Activity:
Check each line of the data, and copy those where "field" appears.

Top of Exercise input

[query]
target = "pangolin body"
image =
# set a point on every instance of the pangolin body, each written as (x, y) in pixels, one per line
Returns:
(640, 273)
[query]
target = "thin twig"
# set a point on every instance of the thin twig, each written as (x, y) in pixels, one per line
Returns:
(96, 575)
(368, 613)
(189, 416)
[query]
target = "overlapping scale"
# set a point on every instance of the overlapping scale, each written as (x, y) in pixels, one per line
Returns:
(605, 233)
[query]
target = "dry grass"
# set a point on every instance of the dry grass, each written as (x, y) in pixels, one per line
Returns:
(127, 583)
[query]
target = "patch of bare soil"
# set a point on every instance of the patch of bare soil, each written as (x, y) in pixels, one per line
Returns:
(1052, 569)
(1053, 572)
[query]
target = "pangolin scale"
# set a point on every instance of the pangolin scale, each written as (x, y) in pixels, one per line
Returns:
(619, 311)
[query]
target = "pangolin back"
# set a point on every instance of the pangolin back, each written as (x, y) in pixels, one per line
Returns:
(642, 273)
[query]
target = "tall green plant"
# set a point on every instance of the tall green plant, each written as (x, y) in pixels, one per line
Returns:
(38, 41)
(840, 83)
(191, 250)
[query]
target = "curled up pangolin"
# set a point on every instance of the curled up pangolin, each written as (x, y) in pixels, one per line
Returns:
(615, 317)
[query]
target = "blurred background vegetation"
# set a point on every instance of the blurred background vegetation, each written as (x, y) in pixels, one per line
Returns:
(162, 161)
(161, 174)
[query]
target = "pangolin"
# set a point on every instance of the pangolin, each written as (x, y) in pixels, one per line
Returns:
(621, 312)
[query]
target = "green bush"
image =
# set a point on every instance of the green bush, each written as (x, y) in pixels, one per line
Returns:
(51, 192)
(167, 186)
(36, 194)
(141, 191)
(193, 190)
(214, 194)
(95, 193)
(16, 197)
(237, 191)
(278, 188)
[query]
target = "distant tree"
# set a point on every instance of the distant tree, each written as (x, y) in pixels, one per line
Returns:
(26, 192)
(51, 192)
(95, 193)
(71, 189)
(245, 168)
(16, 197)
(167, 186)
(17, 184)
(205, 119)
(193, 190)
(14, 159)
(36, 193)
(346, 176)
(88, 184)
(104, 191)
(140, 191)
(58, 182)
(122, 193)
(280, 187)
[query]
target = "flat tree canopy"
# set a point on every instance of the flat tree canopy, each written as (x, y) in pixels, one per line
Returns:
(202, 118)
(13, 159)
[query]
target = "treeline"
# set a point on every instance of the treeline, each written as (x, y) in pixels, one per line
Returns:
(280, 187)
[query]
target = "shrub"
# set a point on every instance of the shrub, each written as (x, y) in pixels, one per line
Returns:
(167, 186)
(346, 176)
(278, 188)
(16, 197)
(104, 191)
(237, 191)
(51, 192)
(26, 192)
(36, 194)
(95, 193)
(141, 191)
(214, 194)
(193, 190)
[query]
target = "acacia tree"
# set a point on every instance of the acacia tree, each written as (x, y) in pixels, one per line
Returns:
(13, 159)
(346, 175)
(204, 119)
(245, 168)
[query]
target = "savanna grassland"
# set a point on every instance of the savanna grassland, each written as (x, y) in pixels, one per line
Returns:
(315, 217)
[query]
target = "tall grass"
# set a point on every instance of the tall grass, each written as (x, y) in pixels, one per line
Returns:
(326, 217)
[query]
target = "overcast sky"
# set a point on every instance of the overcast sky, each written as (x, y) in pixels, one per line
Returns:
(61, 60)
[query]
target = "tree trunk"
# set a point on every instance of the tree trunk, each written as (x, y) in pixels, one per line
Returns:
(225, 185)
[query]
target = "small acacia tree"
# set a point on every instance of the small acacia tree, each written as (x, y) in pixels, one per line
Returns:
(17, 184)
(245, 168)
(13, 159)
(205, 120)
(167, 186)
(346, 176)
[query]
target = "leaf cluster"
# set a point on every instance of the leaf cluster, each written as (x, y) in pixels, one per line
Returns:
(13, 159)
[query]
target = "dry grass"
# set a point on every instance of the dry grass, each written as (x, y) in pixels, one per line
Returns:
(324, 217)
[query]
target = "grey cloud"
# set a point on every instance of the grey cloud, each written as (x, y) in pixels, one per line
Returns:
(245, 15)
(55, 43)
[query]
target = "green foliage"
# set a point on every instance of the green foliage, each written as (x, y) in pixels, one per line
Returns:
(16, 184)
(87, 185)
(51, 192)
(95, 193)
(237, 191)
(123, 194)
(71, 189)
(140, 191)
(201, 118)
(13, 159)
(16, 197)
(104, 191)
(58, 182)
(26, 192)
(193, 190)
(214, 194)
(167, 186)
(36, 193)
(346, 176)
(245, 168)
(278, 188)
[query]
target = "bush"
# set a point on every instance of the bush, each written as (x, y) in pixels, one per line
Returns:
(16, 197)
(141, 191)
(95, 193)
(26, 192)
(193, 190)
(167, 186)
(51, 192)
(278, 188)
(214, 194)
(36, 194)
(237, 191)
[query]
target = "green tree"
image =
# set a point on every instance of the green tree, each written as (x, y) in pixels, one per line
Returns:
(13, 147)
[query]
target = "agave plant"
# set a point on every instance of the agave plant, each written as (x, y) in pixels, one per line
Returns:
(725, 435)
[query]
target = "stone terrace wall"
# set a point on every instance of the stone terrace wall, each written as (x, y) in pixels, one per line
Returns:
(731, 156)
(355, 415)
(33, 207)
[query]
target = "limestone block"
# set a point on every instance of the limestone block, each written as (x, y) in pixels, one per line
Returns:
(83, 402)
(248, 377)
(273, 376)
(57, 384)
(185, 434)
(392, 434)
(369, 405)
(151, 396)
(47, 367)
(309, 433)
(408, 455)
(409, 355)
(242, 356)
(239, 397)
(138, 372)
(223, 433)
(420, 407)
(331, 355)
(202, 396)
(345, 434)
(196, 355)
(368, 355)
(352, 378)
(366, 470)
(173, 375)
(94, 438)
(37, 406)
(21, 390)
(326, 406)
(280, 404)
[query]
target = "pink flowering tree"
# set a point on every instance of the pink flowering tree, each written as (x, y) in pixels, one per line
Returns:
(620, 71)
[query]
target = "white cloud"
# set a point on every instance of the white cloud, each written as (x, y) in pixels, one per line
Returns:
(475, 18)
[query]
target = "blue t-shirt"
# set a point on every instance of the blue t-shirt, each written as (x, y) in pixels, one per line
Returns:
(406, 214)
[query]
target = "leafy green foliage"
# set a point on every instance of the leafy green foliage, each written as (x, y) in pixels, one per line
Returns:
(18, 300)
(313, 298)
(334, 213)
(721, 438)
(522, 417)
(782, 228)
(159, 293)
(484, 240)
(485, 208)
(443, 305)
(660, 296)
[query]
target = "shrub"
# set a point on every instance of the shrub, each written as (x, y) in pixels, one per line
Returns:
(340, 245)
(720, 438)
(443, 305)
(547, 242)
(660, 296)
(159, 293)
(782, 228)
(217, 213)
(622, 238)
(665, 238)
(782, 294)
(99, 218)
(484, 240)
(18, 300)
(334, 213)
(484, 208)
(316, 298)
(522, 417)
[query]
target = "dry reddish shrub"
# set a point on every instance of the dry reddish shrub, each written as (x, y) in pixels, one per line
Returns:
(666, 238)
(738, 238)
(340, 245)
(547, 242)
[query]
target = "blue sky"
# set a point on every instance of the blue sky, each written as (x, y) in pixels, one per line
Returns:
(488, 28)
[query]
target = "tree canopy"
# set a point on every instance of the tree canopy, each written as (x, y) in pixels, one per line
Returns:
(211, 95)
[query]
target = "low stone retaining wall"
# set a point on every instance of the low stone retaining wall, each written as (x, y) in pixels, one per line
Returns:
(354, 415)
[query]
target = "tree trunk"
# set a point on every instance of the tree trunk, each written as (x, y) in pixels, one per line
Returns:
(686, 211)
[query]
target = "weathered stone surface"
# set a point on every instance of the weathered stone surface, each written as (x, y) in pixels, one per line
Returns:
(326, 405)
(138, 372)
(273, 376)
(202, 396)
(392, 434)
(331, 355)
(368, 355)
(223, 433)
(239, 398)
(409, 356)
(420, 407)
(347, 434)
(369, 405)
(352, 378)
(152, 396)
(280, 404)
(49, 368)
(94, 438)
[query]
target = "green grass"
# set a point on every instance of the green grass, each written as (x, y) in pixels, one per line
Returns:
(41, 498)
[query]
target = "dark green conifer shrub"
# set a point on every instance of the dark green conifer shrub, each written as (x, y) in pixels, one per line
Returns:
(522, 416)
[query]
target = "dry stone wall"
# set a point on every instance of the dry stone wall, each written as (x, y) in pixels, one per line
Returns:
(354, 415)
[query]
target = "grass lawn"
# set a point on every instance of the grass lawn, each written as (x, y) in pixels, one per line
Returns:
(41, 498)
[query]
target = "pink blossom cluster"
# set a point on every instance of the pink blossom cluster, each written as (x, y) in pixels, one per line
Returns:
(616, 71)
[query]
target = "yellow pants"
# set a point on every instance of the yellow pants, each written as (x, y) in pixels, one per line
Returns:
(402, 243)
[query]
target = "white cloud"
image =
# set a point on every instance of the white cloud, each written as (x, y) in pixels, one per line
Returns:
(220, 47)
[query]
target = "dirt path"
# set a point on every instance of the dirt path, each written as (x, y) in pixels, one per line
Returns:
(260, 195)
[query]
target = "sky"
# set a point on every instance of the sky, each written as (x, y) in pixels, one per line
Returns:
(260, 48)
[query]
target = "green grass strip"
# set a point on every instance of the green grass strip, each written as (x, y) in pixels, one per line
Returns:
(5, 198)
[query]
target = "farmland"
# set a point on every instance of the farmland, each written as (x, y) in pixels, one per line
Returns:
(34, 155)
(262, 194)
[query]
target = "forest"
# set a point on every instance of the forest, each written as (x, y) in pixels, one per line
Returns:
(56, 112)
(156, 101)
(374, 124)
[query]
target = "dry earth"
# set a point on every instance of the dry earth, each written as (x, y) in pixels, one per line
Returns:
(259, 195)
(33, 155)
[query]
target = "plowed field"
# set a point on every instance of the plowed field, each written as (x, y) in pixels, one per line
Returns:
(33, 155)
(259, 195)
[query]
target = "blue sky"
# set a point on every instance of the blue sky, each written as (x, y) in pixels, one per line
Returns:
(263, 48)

Bottom of Exercise input

Answer box:
target = "plowed field"
# set a point on every instance of the plowed field, each written as (x, y) in pixels, one per line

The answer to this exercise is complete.